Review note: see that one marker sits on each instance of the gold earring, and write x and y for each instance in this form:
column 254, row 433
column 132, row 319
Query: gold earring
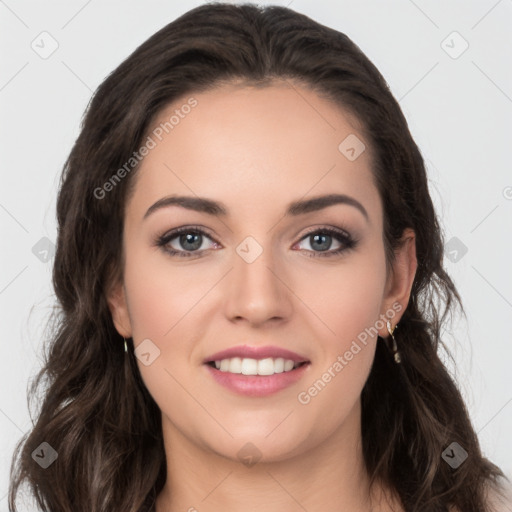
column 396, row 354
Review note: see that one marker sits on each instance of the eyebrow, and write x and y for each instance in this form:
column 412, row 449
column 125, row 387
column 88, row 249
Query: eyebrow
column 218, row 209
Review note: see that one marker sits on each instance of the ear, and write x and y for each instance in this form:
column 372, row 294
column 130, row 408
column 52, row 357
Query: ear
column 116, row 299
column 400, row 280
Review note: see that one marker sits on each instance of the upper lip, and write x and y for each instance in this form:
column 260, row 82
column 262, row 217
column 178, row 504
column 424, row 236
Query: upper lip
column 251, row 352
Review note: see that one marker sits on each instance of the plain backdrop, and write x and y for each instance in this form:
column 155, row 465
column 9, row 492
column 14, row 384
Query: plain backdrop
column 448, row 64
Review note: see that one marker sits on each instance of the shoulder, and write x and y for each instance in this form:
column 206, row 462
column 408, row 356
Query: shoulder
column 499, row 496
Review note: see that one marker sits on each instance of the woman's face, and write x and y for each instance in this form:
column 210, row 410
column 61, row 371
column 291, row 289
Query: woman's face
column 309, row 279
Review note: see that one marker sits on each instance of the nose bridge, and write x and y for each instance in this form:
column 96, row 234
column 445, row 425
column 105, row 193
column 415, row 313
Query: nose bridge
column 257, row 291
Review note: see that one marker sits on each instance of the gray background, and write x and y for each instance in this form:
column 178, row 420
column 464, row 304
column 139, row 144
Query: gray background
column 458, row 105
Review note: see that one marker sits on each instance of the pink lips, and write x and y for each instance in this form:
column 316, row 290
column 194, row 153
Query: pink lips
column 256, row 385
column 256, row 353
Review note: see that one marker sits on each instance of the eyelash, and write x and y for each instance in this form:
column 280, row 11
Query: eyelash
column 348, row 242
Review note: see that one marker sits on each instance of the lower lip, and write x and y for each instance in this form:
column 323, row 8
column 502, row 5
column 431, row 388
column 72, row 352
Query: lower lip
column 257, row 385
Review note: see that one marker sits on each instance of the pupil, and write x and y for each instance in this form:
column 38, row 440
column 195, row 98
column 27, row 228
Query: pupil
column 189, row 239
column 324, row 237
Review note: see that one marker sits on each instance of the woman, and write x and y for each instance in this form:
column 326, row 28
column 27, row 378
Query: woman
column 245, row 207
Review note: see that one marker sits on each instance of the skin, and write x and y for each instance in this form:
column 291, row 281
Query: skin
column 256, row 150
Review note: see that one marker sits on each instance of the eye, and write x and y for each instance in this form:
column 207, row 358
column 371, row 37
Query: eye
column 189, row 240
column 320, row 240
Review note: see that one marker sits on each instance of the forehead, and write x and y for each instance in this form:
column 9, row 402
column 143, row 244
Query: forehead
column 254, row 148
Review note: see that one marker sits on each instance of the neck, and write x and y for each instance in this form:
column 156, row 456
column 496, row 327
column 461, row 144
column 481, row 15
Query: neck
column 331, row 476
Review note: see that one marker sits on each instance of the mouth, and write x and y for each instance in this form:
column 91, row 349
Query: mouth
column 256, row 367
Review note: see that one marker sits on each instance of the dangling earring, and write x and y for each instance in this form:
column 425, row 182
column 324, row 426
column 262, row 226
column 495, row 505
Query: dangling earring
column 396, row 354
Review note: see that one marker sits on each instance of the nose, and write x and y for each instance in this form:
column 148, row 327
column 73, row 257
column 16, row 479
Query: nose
------------------------------------
Copy the records exactly. Skip any pictures.

Review note: see that one marker sits on each instance of the gold earring, and write x and y for each instance in this form:
column 254, row 433
column 132, row 319
Query: gold earring
column 396, row 354
Review note: see that one marker sits on each instance of the eyebrow, and write x and y for each instance in this form:
column 412, row 449
column 125, row 387
column 88, row 249
Query: eyebrow
column 218, row 209
Review note: see that one marker sits on each instance of the ear, and write x and y for each instance in this form:
column 372, row 294
column 130, row 408
column 52, row 357
Query: ear
column 116, row 299
column 400, row 280
Review note: see that one marker sits on each instance of the upper lip, and write x and y for each instance in this form:
column 260, row 82
column 262, row 217
column 178, row 504
column 424, row 236
Query: upper lip
column 251, row 352
Review note: see that one marker sits on each instance of the plain backdrop, and write x and y for each instance in this form:
column 155, row 465
column 9, row 492
column 14, row 384
Query: plain backdrop
column 448, row 64
Review note: see that one marker sits on each instance of the shoulder, and write x and y for each instance in this form:
column 206, row 462
column 408, row 356
Query: shoulder
column 499, row 496
Review note: see that one marker sits on each instance of the woman's face, and write x and y for each instance in this form:
column 210, row 410
column 61, row 371
column 291, row 289
Query: woman's face
column 309, row 279
Review note: see that one marker sits on each instance of the nose bridge, and write x and y for each instance in this form:
column 96, row 234
column 445, row 425
column 105, row 193
column 415, row 313
Query: nose bridge
column 257, row 291
Review note: see that one marker sits on each instance of the gray background, and write x and y for each instance in this form:
column 178, row 420
column 464, row 304
column 139, row 144
Query: gray background
column 458, row 105
Review note: see that one marker sits on each instance of the pink lips, and write x and y for each instance in this form:
column 316, row 290
column 194, row 153
Query: pink lips
column 256, row 385
column 256, row 353
Review note: see that one marker sits on each instance of the eyelash, and write x and y for each instance in this form:
column 280, row 11
Query: eyelash
column 348, row 242
Review note: see that one marker sits on each instance of the lower lip, and write x and y for each instance in this form:
column 323, row 8
column 502, row 5
column 431, row 388
column 72, row 352
Query: lower lip
column 257, row 385
Review note: see that one marker sits on each instance of the pupil, and write x and y for each instance in this form:
column 38, row 440
column 195, row 98
column 27, row 228
Query: pupil
column 189, row 239
column 324, row 237
Review note: see that one marker sits on each instance of the woman, and write x and y for each instance in this form:
column 326, row 28
column 27, row 378
Query: woman
column 245, row 207
Review note: see that one marker sits on each instance of the skin, and write x and y for each instance in this form:
column 291, row 281
Query: skin
column 256, row 150
Review note: see that one marker sits on each instance of the eye, and write x and y for each instance in this form:
column 207, row 358
column 371, row 37
Query: eye
column 189, row 240
column 320, row 240
Review note: see that one marker sits on each instance of the forehead, and write x and y for each instance in this form:
column 9, row 402
column 143, row 244
Query: forehead
column 254, row 148
Review note: see that one marker sits on each instance of the neck, and write x and y for each instance in this form:
column 156, row 456
column 496, row 327
column 461, row 144
column 481, row 15
Query: neck
column 331, row 476
Review note: see that one marker sits on each instance of the mouth, and write x and y for each instance in this form:
column 91, row 349
Query: mouth
column 256, row 367
Review note: see that one marker sits on each instance of the dangling earring, and write x and y for each instance in this form:
column 425, row 182
column 324, row 426
column 262, row 226
column 495, row 505
Query: dangling earring
column 396, row 354
Review note: see that one marker sits on each instance of the nose, and write x and y for each instance in this form:
column 148, row 327
column 73, row 257
column 16, row 479
Query: nose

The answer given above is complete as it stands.